§ **Stored records**
+ + +
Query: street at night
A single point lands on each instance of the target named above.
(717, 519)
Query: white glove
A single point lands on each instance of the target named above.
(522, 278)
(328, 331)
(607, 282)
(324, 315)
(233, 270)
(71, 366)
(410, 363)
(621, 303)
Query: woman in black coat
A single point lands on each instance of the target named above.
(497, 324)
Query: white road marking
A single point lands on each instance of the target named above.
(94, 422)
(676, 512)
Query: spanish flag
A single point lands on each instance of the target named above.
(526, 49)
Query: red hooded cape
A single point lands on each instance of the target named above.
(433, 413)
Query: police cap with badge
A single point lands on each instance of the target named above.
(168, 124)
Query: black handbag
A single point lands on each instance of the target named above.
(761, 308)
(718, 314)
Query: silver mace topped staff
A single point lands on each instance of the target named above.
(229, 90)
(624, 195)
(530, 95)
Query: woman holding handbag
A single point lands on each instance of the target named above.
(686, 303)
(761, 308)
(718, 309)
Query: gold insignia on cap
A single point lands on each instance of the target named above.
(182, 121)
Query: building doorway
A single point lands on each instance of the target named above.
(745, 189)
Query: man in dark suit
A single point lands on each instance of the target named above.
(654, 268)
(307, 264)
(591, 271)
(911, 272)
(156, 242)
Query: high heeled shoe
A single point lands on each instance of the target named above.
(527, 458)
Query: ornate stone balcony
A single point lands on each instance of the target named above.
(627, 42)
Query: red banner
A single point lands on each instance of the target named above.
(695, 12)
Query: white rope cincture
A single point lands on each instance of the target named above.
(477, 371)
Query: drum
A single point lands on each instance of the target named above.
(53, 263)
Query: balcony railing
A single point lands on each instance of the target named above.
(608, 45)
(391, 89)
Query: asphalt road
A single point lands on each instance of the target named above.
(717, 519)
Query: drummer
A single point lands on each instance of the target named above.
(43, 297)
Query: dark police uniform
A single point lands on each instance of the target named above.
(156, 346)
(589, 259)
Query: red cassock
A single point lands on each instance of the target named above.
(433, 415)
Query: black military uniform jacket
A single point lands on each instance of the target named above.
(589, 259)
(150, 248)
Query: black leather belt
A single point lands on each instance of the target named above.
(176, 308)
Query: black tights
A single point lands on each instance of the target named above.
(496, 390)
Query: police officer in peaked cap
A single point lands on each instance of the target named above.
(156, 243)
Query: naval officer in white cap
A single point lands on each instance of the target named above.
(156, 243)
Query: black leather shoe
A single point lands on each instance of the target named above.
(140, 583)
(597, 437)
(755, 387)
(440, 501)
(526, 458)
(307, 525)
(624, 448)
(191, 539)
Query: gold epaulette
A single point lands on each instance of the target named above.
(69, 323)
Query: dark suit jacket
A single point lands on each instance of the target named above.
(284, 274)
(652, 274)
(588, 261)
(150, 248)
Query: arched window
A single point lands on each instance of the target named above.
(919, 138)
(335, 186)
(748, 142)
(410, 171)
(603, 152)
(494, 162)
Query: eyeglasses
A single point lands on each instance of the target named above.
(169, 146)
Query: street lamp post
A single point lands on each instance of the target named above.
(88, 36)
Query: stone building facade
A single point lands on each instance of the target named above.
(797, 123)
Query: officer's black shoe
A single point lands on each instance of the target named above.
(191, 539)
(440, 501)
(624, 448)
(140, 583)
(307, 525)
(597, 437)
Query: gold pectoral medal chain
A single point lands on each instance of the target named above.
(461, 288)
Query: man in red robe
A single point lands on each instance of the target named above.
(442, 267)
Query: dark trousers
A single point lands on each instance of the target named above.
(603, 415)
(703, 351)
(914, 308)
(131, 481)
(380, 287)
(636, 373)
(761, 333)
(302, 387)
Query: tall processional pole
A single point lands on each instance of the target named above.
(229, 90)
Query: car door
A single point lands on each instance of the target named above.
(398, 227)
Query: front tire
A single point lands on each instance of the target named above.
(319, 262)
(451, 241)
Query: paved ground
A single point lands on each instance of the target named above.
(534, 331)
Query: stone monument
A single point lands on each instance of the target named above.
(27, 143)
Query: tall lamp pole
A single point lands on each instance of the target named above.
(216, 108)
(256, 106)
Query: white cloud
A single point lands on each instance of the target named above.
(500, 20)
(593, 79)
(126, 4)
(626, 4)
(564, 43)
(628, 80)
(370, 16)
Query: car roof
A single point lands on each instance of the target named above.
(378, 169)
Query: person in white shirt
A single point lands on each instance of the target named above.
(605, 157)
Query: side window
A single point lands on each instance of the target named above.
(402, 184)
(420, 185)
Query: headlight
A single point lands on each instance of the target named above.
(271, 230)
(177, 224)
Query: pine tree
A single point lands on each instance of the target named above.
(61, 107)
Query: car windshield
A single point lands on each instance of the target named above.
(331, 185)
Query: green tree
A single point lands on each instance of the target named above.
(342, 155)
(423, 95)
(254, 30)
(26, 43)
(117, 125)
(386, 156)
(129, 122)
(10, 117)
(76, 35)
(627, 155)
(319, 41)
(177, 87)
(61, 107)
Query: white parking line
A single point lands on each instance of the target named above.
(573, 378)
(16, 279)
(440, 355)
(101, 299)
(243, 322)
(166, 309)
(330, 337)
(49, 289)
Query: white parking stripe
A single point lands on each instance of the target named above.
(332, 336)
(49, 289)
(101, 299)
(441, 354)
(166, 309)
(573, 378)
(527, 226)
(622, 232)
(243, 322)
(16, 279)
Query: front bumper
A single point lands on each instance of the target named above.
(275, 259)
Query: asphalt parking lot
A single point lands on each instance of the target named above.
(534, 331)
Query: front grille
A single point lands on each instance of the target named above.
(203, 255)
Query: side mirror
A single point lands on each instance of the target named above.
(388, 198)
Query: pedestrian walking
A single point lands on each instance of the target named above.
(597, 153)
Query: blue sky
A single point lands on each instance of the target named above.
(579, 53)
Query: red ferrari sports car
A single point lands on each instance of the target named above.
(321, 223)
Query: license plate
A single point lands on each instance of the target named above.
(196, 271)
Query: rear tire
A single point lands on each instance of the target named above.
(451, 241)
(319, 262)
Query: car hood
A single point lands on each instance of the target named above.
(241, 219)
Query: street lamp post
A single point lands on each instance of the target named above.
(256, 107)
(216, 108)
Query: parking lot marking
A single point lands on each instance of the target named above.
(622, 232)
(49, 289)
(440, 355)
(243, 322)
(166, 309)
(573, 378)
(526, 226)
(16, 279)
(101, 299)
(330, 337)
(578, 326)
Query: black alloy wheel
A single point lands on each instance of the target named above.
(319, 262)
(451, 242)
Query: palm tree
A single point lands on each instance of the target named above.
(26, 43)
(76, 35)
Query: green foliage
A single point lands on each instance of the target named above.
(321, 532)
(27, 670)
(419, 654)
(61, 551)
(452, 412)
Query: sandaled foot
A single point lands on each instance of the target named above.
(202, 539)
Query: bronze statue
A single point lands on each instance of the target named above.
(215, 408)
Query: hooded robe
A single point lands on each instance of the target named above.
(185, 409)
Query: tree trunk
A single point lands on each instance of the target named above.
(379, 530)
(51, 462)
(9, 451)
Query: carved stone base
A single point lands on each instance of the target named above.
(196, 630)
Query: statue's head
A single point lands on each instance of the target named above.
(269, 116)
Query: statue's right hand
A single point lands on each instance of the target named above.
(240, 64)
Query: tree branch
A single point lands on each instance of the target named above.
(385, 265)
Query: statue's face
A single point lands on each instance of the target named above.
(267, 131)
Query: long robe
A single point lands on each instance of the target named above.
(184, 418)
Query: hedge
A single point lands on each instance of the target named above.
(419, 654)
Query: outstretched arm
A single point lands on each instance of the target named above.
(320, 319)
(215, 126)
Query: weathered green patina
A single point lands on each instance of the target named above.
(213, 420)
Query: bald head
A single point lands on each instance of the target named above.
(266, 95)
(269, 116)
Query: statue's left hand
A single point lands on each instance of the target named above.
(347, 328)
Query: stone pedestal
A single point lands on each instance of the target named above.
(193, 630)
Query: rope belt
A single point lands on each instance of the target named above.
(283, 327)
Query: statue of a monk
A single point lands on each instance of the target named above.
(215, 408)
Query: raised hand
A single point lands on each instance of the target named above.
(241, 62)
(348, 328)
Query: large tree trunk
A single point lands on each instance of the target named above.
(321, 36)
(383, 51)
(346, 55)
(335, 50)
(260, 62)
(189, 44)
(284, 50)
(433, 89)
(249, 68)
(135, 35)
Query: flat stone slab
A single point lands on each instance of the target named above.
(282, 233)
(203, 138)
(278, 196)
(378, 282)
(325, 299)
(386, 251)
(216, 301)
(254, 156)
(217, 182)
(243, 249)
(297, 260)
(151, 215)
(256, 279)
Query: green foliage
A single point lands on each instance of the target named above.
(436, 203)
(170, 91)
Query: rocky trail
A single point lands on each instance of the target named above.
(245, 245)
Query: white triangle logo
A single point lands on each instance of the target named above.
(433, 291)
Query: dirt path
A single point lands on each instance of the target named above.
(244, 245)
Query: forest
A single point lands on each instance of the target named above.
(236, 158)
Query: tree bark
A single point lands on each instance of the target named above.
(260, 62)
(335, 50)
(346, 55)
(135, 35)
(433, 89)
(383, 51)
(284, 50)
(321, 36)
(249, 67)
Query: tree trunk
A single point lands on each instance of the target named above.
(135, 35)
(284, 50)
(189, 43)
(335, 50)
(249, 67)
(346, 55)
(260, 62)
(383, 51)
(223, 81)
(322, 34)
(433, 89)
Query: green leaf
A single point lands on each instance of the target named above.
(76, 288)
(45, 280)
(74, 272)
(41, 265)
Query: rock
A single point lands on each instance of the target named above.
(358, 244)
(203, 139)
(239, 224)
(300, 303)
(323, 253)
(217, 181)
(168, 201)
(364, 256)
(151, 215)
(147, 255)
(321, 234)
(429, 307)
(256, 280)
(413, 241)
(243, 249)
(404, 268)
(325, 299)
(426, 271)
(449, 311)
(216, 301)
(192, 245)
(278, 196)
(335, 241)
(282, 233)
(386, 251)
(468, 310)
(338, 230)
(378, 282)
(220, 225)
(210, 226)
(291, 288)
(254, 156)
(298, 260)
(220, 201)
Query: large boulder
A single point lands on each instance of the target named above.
+ + +
§ **DIRECTIONS FOR THIS TASK**
Send back an exact copy of only the lines from the line with "Query: gold pectoral medal chain" up to and including the line with "Query: stone monument" in the data above.

§ **RESPONSE BELOW**
Query: gold pectoral medal chain
A single point lands on each instance of the target named above.
(461, 288)
Query: man in red robe
A single point lands on each instance of the target named above.
(442, 267)
Query: dark trousers
A single point lands on each instance of the target named above.
(603, 415)
(703, 351)
(914, 308)
(131, 481)
(380, 287)
(636, 373)
(761, 333)
(302, 387)
Query: tall processional pole
A single point lands on each instance of the target named above.
(229, 90)
Query: car door
A single point lands on each instance of the target named above.
(398, 227)
Query: front tire
A single point lands on each instance of the target named above.
(319, 262)
(451, 241)
Query: paved ground
A single point lands on each instance of the target named above.
(534, 331)
Query: stone monument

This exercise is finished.